Instruction |
Please copy every row below line for line, keeping each character, number and bracket unchanged.

Data for the task |

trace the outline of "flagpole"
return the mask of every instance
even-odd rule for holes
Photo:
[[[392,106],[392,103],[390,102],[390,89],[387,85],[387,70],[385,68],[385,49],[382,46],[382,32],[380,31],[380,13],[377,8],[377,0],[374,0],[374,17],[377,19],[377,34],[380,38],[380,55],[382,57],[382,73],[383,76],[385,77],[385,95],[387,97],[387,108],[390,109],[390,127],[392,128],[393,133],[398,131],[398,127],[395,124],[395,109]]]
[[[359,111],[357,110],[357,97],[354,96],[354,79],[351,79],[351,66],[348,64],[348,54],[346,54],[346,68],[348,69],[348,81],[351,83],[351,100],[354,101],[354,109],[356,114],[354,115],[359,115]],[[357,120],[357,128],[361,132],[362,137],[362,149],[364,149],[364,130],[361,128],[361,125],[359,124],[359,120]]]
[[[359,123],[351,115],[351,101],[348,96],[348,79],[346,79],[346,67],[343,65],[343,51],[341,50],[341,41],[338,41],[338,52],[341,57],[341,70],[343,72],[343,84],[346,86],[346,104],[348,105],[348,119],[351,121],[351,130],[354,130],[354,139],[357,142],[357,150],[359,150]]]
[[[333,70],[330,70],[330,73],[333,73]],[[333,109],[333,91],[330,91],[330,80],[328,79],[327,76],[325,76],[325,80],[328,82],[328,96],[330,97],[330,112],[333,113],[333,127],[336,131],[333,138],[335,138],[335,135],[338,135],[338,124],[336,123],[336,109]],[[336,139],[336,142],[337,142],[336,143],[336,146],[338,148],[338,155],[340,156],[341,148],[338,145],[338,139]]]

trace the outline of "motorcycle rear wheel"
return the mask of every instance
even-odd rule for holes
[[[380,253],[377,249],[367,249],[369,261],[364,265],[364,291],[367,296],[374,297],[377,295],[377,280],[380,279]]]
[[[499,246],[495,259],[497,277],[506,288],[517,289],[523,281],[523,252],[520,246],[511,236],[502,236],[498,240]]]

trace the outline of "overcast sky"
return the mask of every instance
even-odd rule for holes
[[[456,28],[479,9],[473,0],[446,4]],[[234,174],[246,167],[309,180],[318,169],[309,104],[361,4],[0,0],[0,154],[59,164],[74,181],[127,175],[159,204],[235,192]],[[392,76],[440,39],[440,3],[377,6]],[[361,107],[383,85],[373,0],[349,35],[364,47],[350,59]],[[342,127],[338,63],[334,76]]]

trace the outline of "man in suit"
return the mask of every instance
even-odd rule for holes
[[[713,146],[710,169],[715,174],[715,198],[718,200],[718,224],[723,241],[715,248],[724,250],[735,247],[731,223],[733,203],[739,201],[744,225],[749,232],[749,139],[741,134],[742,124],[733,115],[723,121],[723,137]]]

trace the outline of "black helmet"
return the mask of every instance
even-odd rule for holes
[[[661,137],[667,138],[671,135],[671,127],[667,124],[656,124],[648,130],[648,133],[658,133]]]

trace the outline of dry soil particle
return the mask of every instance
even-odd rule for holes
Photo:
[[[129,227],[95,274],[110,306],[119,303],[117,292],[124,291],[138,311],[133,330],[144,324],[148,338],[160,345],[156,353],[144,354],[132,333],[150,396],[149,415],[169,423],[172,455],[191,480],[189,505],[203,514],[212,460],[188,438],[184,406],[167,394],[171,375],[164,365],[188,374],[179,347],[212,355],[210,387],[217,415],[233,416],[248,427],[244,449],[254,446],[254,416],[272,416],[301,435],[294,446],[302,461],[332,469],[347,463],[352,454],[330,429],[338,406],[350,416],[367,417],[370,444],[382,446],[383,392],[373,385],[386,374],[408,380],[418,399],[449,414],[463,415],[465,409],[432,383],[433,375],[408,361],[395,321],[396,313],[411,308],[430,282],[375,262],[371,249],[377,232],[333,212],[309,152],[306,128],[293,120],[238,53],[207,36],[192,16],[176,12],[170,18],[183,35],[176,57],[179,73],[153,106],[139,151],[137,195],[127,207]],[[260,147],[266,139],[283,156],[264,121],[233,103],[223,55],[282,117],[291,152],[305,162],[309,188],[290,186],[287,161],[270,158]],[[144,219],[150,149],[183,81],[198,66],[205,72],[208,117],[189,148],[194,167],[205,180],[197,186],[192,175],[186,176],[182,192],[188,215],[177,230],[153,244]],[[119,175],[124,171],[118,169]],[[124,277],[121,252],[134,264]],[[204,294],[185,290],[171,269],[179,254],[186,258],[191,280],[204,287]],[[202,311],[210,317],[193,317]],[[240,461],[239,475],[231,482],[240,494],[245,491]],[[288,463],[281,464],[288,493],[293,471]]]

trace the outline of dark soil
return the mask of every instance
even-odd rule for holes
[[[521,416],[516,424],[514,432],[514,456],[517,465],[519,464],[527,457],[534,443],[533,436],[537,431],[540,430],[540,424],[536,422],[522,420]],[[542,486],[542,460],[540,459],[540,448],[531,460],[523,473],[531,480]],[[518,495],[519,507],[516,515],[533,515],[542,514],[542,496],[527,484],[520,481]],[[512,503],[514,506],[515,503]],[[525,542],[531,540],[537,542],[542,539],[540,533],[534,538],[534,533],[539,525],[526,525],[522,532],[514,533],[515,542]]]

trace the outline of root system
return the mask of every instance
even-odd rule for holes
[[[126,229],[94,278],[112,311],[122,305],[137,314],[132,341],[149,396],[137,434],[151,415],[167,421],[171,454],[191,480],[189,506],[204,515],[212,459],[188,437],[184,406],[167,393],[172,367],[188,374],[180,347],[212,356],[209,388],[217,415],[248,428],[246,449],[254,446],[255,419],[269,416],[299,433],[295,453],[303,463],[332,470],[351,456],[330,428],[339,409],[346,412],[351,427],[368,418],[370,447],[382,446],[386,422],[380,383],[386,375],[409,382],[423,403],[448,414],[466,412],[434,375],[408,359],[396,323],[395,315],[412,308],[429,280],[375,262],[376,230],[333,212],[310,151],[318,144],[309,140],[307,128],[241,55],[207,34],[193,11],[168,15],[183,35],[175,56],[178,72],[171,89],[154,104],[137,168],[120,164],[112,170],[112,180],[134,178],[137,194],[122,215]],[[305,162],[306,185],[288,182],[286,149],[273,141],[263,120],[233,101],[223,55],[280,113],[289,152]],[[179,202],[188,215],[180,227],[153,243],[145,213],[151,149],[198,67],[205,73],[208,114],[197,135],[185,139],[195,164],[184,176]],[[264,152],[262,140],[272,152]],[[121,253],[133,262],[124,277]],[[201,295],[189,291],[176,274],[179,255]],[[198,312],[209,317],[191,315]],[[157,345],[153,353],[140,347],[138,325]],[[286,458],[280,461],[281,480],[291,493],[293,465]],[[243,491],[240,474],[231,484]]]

Task answer |
trace the outline of "flagpole"
return the mask of every instance
even-odd rule for holes
Photo:
[[[392,106],[392,103],[390,102],[390,89],[387,85],[387,70],[385,68],[385,49],[382,46],[382,32],[380,31],[380,13],[377,8],[377,0],[374,0],[374,17],[377,19],[377,34],[380,38],[380,55],[382,57],[382,73],[383,76],[385,77],[385,95],[387,97],[387,108],[390,109],[390,127],[392,128],[393,133],[398,131],[398,127],[395,124],[395,109]]]
[[[359,111],[357,110],[357,97],[354,96],[354,79],[351,79],[351,66],[348,64],[348,54],[346,54],[346,68],[348,69],[348,81],[351,83],[351,100],[354,101],[354,109],[356,114],[354,115],[359,115]],[[357,120],[357,128],[361,132],[362,137],[362,149],[364,149],[364,130],[361,128],[361,125],[359,124],[359,120]]]
[[[359,123],[351,115],[351,101],[348,96],[348,79],[346,79],[346,67],[343,65],[343,51],[341,50],[341,41],[338,41],[338,52],[341,57],[341,70],[343,72],[343,84],[346,86],[346,104],[348,105],[348,119],[351,121],[351,130],[354,130],[354,139],[357,142],[357,150],[359,150]]]
[[[333,70],[330,70],[330,73],[333,73]],[[333,109],[333,91],[330,91],[330,80],[328,79],[327,76],[325,76],[325,80],[328,82],[328,96],[330,97],[330,112],[333,113],[333,127],[336,131],[333,138],[335,138],[335,135],[338,135],[338,124],[336,123],[336,109]],[[336,139],[336,142],[337,142],[336,143],[336,146],[338,148],[338,155],[340,156],[341,148],[338,145],[338,139]]]

trace the outline of "motorcycle rear wheel"
return the mask of every instance
even-odd rule for holes
[[[380,253],[377,249],[367,249],[369,261],[364,265],[364,291],[367,296],[374,297],[377,295],[377,280],[380,279]]]
[[[499,246],[495,259],[497,277],[506,288],[517,289],[523,281],[523,252],[520,246],[511,236],[502,236],[498,240]]]

trace the outline of "overcast sky"
return the mask of every instance
even-odd rule for holes
[[[456,28],[479,9],[473,0],[446,4]],[[234,174],[246,167],[309,180],[318,169],[309,104],[361,4],[0,0],[0,154],[59,164],[74,181],[127,175],[159,204],[235,192]],[[392,76],[440,39],[440,3],[377,6]],[[361,107],[383,85],[373,0],[349,35],[364,47],[350,59]],[[342,127],[338,63],[334,76]]]

trace the outline of "man in suit"
return the mask of every instance
even-odd rule for holes
[[[713,146],[710,169],[715,174],[715,198],[718,200],[718,224],[723,241],[715,248],[724,250],[735,247],[731,223],[733,203],[739,201],[744,225],[749,232],[749,139],[741,134],[742,124],[733,115],[723,121],[723,137]]]

trace the outline of "black helmet"
return the mask of every instance
even-odd rule for holes
[[[661,137],[667,138],[671,135],[671,127],[667,124],[656,124],[648,130],[648,133],[658,133]]]

trace the outline of dry soil particle
return the mask of every instance
even-odd rule for holes
Photo:
[[[129,227],[95,274],[110,306],[119,303],[117,292],[124,291],[138,311],[133,330],[144,324],[148,338],[160,345],[156,353],[144,354],[132,333],[150,396],[149,415],[169,423],[172,455],[191,480],[189,505],[203,514],[212,460],[188,438],[184,406],[167,394],[171,375],[164,365],[188,374],[179,347],[212,355],[210,387],[217,415],[233,416],[248,427],[244,449],[254,446],[254,416],[272,416],[301,435],[294,446],[302,461],[332,469],[347,463],[352,454],[330,429],[338,406],[350,416],[367,417],[370,444],[382,446],[383,392],[373,385],[386,374],[408,380],[418,399],[449,414],[463,415],[465,409],[432,383],[433,375],[408,361],[395,321],[396,313],[411,308],[430,282],[375,262],[371,249],[377,232],[333,212],[309,152],[306,128],[293,120],[238,53],[207,36],[192,16],[176,12],[170,18],[183,35],[176,57],[179,73],[153,106],[139,151],[137,195],[127,207]],[[260,147],[266,139],[283,156],[264,121],[233,103],[223,55],[282,117],[291,152],[305,162],[309,188],[290,186],[287,161],[270,158]],[[144,219],[150,149],[183,81],[198,66],[205,72],[208,117],[189,148],[194,167],[205,180],[197,186],[192,175],[186,176],[182,192],[188,215],[177,230],[153,244]],[[119,175],[124,171],[118,169]],[[124,277],[121,252],[134,264]],[[204,294],[185,290],[171,269],[179,254],[186,258],[191,280],[204,287]],[[202,311],[210,317],[193,317]],[[240,461],[239,475],[231,482],[240,494],[245,491]],[[288,463],[281,464],[288,493],[293,471]]]

trace the outline of dark soil
return the mask of every instance
even-odd rule for holes
[[[521,416],[516,424],[514,432],[514,456],[517,465],[519,464],[527,457],[534,443],[533,436],[537,431],[540,430],[540,424],[536,422],[522,420]],[[542,486],[542,460],[540,459],[540,448],[531,460],[523,473],[531,480]],[[518,495],[519,507],[516,515],[533,515],[542,514],[542,496],[527,484],[520,481]],[[512,503],[514,506],[515,503]],[[525,542],[531,540],[537,542],[542,539],[540,533],[534,538],[534,533],[539,525],[526,525],[522,532],[514,533],[515,542]]]

trace the outline of root system
return the mask of every instance
even-odd rule for holes
[[[126,229],[94,278],[112,311],[122,305],[137,314],[132,341],[149,396],[137,434],[151,415],[167,421],[171,454],[191,480],[189,506],[204,515],[212,459],[188,437],[184,406],[167,393],[172,367],[188,374],[180,347],[212,356],[209,388],[217,415],[248,428],[246,449],[254,446],[255,419],[269,416],[299,433],[295,453],[303,463],[332,470],[351,456],[330,428],[339,409],[346,412],[351,427],[368,418],[370,447],[382,446],[386,422],[380,383],[386,375],[409,382],[423,403],[448,414],[466,412],[434,375],[408,359],[396,323],[395,315],[412,308],[429,280],[375,262],[376,230],[333,212],[310,151],[318,144],[309,140],[307,128],[241,55],[207,34],[193,11],[168,15],[183,35],[175,56],[178,72],[171,89],[154,104],[137,168],[120,164],[112,170],[112,180],[134,178],[137,194],[122,215]],[[305,162],[306,185],[288,182],[286,149],[273,141],[263,120],[233,101],[223,55],[280,113],[289,152]],[[179,202],[188,215],[180,227],[153,243],[145,213],[151,149],[198,67],[205,73],[208,114],[197,135],[185,139],[195,164],[184,176]],[[264,152],[262,140],[272,152]],[[121,253],[133,262],[124,277]],[[201,295],[189,291],[176,274],[179,255]],[[198,312],[209,317],[191,315]],[[157,345],[153,353],[140,347],[138,325]],[[286,458],[280,461],[281,480],[291,493],[293,465]],[[243,491],[240,474],[231,484]]]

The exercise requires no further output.